▶ [Excerpt to read]:
[Start]

# 2 year old with cow hocks



## Hillbillylucy (4 January 2016)

Hiya, 
I've been full loaning two of my best friends horses to help her out for the past 4/5 months or so. One of her horses a little 14hh 2 1/2 year old that has cow hocks, we had the vet down earlier in the year and he said it could be something he could grow out of and we were told to have another vet check in the summer before he is broken in. 
My friend has just asked me if I wanted to buy him, my only concern is about his cow hocks because I'm aware this can have an effect on his exercise and also can damage his back if he does too much. I was just wondering if I could have some advice, whether it's likely he'll grow out of it and whether it's worth taking on a horse that has this condition


----------



## Meowy Catkin (4 January 2016)

What are the parents like conformation wise? If neither were cow hocked then that should indicate that the youngster will grow out of it.


----------



## Hillbillylucy (4 January 2016)

Apparently neither of them were cow hocked.


----------



## Goldenstar (9 January 2016)

It can considerably improve as the horse matures and is worked correctly .

[End]

▶ [Task material]:
[Start]

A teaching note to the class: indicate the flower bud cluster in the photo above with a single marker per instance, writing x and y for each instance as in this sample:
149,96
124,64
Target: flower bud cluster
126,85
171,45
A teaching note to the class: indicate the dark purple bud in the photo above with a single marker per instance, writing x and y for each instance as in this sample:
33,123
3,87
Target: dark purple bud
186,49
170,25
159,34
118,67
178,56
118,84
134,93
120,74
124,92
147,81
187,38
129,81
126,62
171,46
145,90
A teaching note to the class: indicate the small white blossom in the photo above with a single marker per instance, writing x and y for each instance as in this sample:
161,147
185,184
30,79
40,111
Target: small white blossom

[End]

▶ [List of tasks]:
(a) Please give the rows from the line with "A teaching note to the class: indicate the small" through the end of the rows as a Markdown table with the columns n and Line, leaving out blank lines.
(b) Carry the cow hocks thread on from the point where it stops.
The cow hocks thread and the rows have no connection to each other.

▶ [Results for each task]:
(a)
| n | Line |
|---|---|
| 1 | A teaching note to the class: indicate the small white blossom in the photo above with a single marker per instance, writing x and y for each instance as in this sample: |
| 2 | 161,147 |
| 3 | 185,184 |
| 4 | 30,79 |
| 5 | 40,111 |
| 6 | Target: small white blossom |

(b)
The price would have to reflect the defect and the risk you are taking .
I am not sure I would take it if I was hoping to produce a competition horse .


----------



## chillipup (9 January 2016)

Goldenstar said:



			It can considerably improve as the horse matures and is worked correctly .
The price would have to reflect the defect and the risk you are taking .
I am not sure I would take it if I was hoping to produce a competition horse .
		
Click to expand...

Gs you may want to check out some of the replies (& photos) OP posted after this on different thread they started.


----------



## Leo Walker (9 January 2016)

chillipup said:



			Gs you may want to check out some of the replies (& photos) OP posted after this on different thread they started.
		
Click to expand...

Yeah, I think theres bigger issues than being cow hocked! And to be fair, if the youngster wasnt so poor they may well be less cow hocked


----------



## Makemineacob (10 January 2016)

Haven't read the other thread but I'm afraid they don't always grow out of cow hocks, we've had two both cow hocked over the years - neither had parents with any issues, the mare grew out of it but we still have a gelding who has never grown out of it and he is now 5 (I became obsessed with it and measure him every few months to see if there's any change and there's been no change even with remedial trimming by my amazing farrier).


----------



## Cortez (10 January 2016)

Do the cow hocks cause him any problems?


----------



## EQUIDAE (10 January 2016)

Cortez said:



			Do the cow hocks cause him any problems?
		
Click to expand...

If you look at the other thread, cow hocks are the least of his problems


----------



## Goldenstar (10 January 2016)

EQUIDAE said:



			If you look at the other thread, cow hocks are the least of his problems 

Click to expand...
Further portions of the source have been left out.